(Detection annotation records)

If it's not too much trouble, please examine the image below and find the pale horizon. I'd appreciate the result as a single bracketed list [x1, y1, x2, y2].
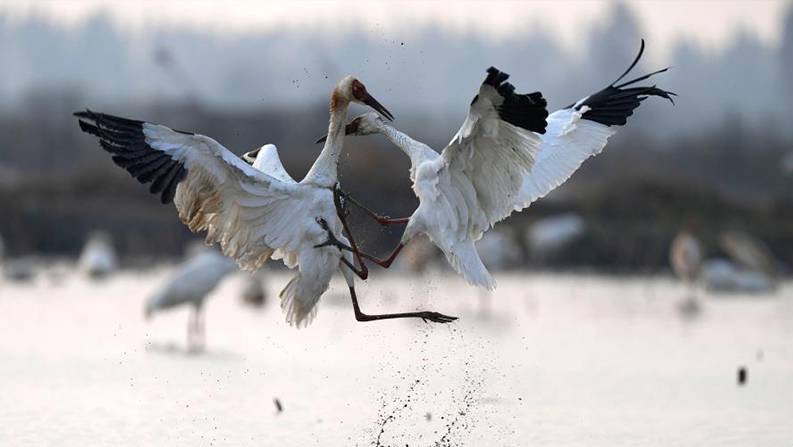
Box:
[0, 0, 790, 58]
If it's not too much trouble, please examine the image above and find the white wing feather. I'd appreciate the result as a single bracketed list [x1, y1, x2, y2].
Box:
[143, 123, 310, 270]
[515, 108, 616, 210]
[253, 144, 297, 183]
[441, 85, 541, 240]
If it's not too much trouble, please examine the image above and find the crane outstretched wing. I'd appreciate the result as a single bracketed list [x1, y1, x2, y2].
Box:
[75, 111, 306, 270]
[439, 67, 548, 239]
[515, 40, 675, 210]
[245, 144, 297, 183]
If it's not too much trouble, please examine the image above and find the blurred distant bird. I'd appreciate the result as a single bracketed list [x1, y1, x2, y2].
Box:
[242, 270, 267, 307]
[144, 249, 237, 349]
[324, 40, 674, 289]
[75, 76, 458, 327]
[719, 230, 776, 276]
[669, 231, 702, 317]
[702, 231, 777, 293]
[669, 231, 702, 286]
[78, 231, 117, 278]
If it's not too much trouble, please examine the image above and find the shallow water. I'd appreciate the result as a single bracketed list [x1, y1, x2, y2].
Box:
[0, 269, 793, 447]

DIRECTION
Reproduce the data above verbatim, from its first line through the line containing "[441, 85, 541, 240]", including both ends. Omit the pictures from your output.

SOLUTION
If it's not too much trouble, please examine the image below and find the pale horizon. I'd appreciate the result as a single bracketed list [x1, y1, x2, y2].
Box:
[0, 0, 790, 58]
If it's not too much trouble, please examine the image above and find the white wing feather. I'd appreciate the result as a single bracketed list [x1, y1, x2, y2].
Box:
[143, 123, 310, 270]
[515, 108, 616, 210]
[253, 144, 297, 183]
[441, 85, 541, 240]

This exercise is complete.